Which lines in the items below contain the word "chandelier"? Pull out each of those lines.

Photo object pointing items:
_ _ _ _
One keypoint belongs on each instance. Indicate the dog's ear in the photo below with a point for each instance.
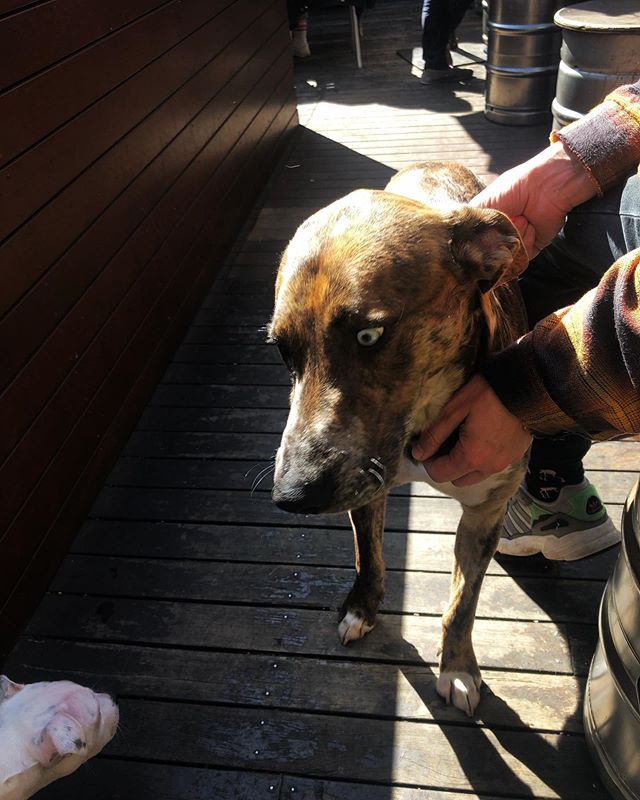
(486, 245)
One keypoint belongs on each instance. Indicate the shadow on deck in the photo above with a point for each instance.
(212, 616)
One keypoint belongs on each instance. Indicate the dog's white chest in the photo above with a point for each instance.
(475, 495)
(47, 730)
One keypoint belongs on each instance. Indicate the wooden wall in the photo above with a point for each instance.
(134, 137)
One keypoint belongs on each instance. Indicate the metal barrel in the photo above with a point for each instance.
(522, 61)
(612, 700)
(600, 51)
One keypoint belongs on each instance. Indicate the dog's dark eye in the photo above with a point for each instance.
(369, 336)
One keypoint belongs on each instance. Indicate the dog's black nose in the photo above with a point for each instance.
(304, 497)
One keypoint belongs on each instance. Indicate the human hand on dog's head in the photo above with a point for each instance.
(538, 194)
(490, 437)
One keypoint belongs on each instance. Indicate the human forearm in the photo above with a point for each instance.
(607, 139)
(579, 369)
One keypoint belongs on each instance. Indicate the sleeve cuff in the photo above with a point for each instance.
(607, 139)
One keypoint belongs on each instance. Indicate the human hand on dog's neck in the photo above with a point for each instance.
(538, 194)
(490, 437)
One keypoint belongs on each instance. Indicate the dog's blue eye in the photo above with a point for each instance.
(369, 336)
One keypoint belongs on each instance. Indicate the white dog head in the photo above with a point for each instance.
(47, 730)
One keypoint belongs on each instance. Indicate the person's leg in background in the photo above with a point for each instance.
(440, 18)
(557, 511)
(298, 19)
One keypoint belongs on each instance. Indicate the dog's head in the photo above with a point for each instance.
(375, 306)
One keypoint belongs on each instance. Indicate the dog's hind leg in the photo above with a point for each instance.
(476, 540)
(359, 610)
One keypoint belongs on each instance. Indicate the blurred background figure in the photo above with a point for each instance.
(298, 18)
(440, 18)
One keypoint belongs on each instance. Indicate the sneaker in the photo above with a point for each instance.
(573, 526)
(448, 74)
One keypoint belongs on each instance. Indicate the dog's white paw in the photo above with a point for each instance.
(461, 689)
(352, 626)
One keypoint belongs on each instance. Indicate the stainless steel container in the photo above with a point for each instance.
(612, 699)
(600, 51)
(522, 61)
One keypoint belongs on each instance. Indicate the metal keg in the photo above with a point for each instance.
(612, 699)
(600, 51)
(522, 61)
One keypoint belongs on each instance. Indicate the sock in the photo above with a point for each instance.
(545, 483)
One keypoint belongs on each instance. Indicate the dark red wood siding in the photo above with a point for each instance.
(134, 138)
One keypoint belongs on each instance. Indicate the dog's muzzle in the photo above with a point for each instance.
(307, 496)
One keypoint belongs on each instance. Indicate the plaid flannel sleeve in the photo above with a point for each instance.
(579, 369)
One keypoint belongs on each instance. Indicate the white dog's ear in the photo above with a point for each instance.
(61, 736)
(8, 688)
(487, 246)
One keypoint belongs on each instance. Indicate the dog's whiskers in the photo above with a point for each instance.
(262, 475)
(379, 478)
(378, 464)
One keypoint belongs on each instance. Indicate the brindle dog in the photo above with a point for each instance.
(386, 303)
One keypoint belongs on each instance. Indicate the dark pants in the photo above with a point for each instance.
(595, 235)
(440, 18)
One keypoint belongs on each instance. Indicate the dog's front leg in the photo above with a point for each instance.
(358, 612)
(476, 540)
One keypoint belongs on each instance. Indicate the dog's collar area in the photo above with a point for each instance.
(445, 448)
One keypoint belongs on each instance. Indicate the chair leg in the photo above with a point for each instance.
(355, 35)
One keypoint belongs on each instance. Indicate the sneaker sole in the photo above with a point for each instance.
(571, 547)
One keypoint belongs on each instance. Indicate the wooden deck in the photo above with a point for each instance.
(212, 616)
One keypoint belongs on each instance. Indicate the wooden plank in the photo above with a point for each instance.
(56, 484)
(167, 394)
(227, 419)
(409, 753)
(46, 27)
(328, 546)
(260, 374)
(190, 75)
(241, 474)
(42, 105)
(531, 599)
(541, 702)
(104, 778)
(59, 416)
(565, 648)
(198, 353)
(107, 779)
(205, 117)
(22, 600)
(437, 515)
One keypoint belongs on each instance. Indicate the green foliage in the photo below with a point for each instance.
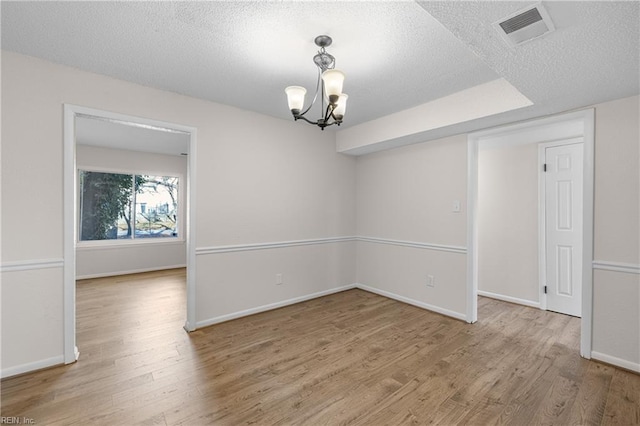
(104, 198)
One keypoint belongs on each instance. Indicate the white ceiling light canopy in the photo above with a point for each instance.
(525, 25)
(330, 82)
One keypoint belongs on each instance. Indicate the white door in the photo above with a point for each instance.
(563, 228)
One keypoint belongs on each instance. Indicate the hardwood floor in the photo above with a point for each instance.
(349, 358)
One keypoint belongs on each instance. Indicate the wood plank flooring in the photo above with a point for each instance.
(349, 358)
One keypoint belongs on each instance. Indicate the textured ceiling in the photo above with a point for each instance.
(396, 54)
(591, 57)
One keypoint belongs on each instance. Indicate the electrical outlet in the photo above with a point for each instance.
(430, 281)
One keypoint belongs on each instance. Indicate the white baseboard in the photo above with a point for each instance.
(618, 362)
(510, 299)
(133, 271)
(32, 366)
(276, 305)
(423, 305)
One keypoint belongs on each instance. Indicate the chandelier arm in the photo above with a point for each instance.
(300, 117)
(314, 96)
_ _ _ _
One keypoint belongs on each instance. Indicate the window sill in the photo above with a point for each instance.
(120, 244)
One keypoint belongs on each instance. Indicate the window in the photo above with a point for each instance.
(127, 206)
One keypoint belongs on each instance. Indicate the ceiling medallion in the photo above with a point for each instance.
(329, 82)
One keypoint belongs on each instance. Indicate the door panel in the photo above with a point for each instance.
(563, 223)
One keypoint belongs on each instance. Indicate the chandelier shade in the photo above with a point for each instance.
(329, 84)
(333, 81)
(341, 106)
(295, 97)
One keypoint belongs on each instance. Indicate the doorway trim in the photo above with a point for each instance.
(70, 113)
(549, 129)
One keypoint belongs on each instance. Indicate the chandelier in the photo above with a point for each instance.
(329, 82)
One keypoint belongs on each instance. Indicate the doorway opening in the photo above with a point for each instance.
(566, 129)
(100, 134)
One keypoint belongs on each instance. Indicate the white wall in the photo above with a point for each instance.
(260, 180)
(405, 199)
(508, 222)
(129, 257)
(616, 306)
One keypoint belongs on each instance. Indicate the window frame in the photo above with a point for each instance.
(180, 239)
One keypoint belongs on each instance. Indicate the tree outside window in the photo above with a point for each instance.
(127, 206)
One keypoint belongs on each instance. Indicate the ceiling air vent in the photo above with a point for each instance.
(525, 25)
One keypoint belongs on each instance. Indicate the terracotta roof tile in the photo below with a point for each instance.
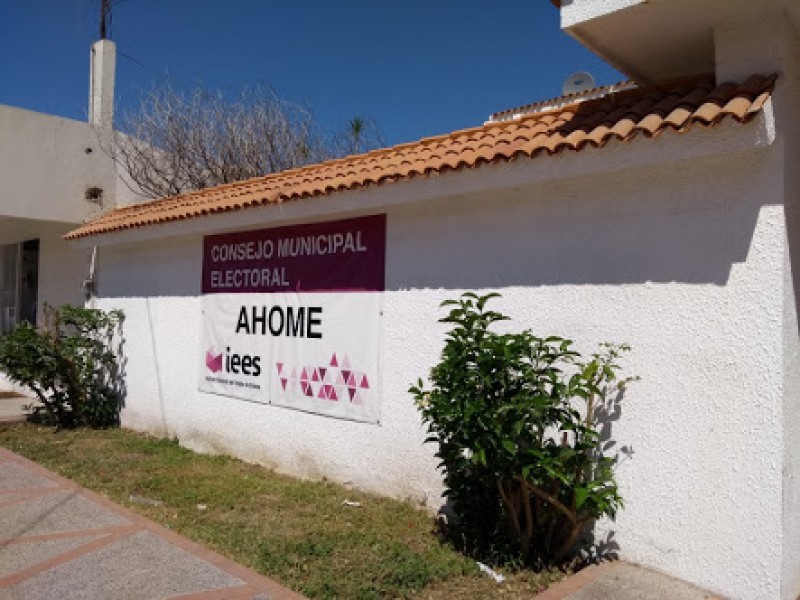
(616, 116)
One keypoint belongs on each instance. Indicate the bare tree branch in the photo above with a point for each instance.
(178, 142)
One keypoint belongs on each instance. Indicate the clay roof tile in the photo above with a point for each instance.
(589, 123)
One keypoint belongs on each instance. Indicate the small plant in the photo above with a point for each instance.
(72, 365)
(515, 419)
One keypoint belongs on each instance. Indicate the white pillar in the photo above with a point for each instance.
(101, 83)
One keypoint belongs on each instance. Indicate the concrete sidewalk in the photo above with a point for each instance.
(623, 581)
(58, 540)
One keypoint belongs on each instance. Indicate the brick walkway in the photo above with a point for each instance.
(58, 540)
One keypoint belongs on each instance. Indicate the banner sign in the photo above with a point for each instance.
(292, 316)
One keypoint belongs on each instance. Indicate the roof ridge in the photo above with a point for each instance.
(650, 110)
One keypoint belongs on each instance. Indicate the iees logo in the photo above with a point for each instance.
_ _ _ _
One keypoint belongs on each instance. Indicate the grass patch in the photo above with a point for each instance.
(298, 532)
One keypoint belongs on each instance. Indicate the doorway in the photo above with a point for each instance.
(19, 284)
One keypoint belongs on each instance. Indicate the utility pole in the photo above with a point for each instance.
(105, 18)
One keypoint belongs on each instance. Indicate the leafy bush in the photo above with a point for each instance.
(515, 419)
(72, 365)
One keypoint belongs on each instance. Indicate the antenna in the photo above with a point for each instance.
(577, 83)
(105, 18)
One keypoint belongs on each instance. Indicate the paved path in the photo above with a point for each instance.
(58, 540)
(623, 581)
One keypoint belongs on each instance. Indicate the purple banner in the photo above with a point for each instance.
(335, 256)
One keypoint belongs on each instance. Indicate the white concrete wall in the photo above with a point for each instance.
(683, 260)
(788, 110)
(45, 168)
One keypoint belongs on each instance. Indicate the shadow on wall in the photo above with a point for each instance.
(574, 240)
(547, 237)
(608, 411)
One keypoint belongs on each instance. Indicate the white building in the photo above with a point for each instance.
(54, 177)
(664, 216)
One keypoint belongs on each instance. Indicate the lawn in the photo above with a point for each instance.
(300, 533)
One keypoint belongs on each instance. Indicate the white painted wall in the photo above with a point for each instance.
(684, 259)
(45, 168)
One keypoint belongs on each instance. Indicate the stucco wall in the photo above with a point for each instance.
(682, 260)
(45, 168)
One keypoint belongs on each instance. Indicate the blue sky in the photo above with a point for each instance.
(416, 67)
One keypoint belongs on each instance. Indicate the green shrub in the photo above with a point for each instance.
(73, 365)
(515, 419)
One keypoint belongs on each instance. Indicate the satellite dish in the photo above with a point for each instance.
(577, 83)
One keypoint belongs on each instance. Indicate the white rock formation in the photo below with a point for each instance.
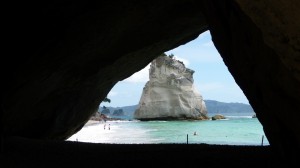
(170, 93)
_ _ _ _
## Output
One keypoint belongs on each instance. Indicate the chandelier arm in the photo above with a point for each instance.
One keypoint belongs on each instance. Indicate the chandelier shade in the photo above with a point for each instance.
One keypoint belongs on each instance. Indicate the chandelier in the photo above with a point for each instance.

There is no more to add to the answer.